_Written task_
Copy these lines unchanged from the rows below: start at the line containing "Task: annotation of the cabinet handle." and continue through the last of the rows.

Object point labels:
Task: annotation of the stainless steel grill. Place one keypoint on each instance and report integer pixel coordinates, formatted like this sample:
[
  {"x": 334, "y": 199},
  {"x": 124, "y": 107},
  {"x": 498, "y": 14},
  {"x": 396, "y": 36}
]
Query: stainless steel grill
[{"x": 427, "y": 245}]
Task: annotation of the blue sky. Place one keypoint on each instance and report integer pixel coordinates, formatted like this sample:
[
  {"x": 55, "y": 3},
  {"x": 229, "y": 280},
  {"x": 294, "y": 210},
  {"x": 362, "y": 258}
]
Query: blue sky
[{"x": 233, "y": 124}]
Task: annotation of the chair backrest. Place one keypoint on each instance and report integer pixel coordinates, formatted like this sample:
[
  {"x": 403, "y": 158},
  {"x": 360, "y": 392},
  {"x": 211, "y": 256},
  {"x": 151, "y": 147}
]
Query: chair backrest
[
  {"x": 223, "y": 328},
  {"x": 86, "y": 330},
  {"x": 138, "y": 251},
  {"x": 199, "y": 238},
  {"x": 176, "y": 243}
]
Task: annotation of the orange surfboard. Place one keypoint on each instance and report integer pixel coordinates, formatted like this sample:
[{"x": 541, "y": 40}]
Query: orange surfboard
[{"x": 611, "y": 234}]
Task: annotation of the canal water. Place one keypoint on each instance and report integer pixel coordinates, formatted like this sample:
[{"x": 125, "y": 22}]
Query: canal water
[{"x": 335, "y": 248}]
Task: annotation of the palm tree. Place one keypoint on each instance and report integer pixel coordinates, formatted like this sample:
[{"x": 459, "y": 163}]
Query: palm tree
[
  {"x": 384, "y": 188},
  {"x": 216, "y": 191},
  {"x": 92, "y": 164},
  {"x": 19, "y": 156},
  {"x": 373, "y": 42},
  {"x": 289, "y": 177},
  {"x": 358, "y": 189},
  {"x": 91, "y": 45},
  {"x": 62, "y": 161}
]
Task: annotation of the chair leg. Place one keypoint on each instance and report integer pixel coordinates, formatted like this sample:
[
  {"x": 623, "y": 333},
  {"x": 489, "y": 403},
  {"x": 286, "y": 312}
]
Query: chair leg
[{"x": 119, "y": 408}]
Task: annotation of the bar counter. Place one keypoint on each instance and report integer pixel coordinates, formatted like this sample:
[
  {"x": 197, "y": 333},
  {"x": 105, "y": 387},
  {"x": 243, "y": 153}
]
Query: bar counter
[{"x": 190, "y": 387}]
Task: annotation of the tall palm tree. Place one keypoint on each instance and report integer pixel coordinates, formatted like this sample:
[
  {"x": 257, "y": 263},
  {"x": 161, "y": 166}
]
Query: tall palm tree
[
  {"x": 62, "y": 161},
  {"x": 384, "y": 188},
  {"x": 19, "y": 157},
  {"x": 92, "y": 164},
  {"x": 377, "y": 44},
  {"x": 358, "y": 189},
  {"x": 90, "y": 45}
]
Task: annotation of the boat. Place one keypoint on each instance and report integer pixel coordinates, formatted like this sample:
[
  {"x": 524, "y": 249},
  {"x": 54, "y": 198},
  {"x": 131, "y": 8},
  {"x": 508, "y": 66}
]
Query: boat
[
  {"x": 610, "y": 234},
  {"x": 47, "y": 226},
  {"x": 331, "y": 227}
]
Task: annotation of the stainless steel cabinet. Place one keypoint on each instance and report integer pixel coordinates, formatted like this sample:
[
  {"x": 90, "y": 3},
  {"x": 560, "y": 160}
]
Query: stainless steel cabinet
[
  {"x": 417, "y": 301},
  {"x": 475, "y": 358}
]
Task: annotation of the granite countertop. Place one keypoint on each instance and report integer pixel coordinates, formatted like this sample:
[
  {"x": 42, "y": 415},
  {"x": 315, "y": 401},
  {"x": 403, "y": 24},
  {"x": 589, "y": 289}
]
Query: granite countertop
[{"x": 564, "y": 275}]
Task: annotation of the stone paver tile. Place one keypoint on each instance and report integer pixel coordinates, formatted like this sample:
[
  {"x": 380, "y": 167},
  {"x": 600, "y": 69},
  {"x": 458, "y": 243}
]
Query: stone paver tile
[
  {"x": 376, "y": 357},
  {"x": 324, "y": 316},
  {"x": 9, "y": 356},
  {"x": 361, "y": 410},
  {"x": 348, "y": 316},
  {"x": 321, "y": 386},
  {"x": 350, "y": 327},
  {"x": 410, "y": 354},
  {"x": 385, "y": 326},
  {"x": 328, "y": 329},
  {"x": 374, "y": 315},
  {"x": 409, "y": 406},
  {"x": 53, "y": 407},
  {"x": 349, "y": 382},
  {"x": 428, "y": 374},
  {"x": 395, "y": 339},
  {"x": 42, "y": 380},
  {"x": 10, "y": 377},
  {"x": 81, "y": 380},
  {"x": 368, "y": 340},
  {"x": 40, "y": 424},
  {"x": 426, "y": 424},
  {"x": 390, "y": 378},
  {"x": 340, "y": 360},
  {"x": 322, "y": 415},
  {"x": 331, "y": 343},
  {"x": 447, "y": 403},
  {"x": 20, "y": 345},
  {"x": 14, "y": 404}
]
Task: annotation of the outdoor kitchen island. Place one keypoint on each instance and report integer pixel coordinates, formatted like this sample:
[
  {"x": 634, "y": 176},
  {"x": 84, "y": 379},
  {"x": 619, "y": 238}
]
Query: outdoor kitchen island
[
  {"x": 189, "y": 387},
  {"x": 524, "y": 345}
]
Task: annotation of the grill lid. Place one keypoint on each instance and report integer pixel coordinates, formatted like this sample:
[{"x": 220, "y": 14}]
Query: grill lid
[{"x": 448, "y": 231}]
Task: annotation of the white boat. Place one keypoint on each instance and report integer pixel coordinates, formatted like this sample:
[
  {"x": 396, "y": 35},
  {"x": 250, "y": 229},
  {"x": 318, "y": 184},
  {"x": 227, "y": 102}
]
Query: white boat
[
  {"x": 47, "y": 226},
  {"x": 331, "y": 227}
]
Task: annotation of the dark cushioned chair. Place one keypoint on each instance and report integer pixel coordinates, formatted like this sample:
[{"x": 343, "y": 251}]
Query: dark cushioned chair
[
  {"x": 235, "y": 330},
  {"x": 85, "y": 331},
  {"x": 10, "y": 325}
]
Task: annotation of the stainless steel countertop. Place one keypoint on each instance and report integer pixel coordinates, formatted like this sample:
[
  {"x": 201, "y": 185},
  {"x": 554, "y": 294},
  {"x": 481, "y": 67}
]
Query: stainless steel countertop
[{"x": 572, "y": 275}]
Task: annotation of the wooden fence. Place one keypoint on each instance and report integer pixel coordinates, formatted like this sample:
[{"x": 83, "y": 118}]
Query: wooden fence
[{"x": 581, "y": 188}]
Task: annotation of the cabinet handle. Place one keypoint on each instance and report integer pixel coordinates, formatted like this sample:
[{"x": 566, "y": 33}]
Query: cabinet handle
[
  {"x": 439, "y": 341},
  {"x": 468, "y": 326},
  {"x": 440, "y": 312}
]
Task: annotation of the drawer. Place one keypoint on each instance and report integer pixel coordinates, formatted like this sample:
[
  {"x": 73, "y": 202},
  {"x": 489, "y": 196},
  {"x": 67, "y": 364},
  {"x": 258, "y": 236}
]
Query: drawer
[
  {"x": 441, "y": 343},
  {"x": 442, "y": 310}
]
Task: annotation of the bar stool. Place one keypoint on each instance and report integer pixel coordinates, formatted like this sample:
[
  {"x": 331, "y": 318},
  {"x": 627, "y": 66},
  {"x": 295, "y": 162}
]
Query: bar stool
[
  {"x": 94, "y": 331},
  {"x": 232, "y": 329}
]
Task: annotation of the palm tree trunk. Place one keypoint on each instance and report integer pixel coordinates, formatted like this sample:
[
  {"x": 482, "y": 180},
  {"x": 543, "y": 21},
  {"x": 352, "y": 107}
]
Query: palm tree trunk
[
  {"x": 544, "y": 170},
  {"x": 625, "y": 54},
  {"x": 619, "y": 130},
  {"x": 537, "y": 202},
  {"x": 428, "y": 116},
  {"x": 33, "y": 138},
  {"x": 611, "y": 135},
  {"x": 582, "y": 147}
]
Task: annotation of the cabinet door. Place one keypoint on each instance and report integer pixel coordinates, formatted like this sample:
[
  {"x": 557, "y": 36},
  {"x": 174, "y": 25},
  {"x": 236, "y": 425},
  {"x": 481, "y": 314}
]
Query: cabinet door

_Written response_
Task: annotation of the cabinet handle. Place one keypoint on each instance and report integer pixel coordinates, formatted like this sample:
[{"x": 566, "y": 33}]
Query: cabinet handle
[
  {"x": 439, "y": 341},
  {"x": 468, "y": 326},
  {"x": 440, "y": 312}
]
Task: annotation of the drawer. Place one keypoint on each instance and report integer pixel coordinates, formatted like this sample:
[
  {"x": 73, "y": 202},
  {"x": 489, "y": 196},
  {"x": 67, "y": 364},
  {"x": 258, "y": 236}
]
Query: drawer
[
  {"x": 441, "y": 343},
  {"x": 442, "y": 310}
]
Task: annotation of the bar stool. Place one keypoint on each instance and report integer pixel coordinates, formatted like this sample:
[
  {"x": 331, "y": 318},
  {"x": 627, "y": 66},
  {"x": 295, "y": 162}
]
Query: bar stool
[
  {"x": 94, "y": 331},
  {"x": 232, "y": 329}
]
Task: annotation of the palm tree trunk. Place one keypoint on each instance and report integer pixel coordinates, formatted like this sample:
[
  {"x": 482, "y": 180},
  {"x": 543, "y": 21},
  {"x": 352, "y": 107}
]
Query: palm tree trunk
[
  {"x": 544, "y": 170},
  {"x": 625, "y": 54},
  {"x": 619, "y": 130},
  {"x": 537, "y": 202},
  {"x": 428, "y": 116},
  {"x": 33, "y": 138},
  {"x": 611, "y": 135},
  {"x": 582, "y": 147}
]
Task: annotation of the cabinet door. Place one keypoint on each instance and report integer pixel coordinates, formatted like this sample:
[
  {"x": 557, "y": 36},
  {"x": 174, "y": 25},
  {"x": 236, "y": 425},
  {"x": 481, "y": 314}
]
Query: cabinet door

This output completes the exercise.